Record del dataset di puntamento
☆ ☆ ☆ ☆ ☆ ☆ ☆
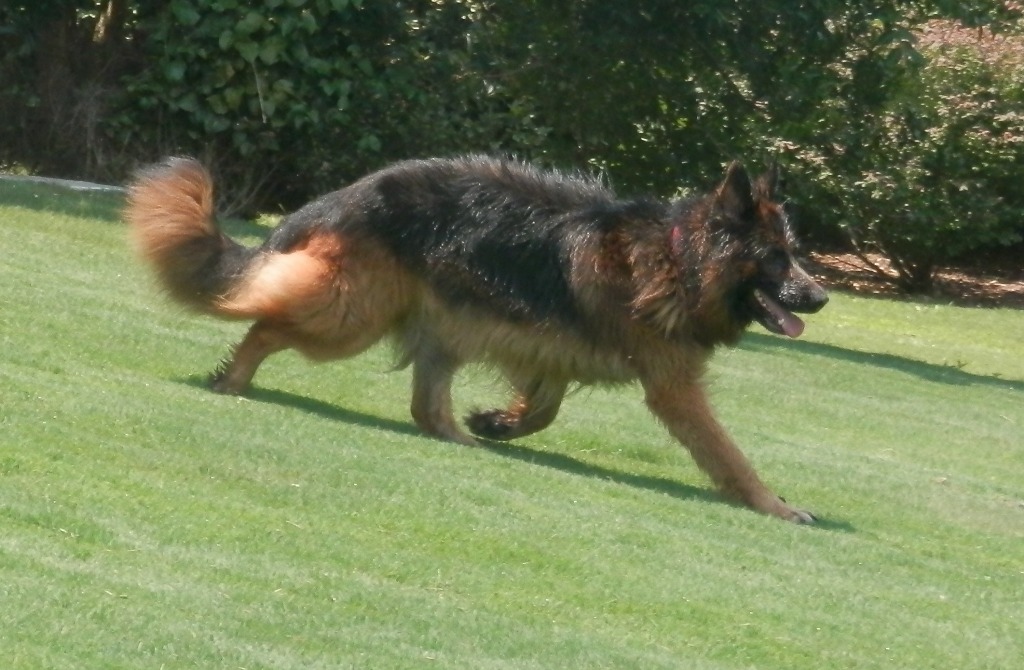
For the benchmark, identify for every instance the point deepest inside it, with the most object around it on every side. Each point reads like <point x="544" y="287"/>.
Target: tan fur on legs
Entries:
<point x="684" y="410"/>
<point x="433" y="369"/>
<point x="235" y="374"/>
☆ ☆ ☆ ☆ ☆ ☆ ☆
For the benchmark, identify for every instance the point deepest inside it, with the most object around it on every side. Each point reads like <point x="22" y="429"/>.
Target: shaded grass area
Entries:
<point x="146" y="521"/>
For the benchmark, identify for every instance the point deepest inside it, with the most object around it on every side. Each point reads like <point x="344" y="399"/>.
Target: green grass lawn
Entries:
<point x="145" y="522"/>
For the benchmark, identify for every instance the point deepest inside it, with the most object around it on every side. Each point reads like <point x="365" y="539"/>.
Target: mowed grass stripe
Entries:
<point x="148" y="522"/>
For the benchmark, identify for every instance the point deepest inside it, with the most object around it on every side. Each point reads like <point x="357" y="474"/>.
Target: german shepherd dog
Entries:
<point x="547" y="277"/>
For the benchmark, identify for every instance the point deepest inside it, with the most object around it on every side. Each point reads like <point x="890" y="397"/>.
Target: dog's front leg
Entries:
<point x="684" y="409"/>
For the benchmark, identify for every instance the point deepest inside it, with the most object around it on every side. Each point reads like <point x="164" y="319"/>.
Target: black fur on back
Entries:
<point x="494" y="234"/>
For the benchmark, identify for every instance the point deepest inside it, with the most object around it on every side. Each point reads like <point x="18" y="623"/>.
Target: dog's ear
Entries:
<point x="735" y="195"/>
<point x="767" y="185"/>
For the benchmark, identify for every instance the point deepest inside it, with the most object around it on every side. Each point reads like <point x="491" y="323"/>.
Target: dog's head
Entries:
☆ ☆ ☆ ☆ ☆ ☆ ☆
Esercizio
Per favore, raccogli tutte le righe dell'elenco qui sopra in cui compare la parola "Target".

Soluzione esercizio
Target: tan fur on legs
Target: shaded grass area
Target: green grass lawn
Target: mowed grass stripe
Target: german shepherd dog
Target: dog's front leg
Target: black fur on back
Target: dog's ear
Target: dog's head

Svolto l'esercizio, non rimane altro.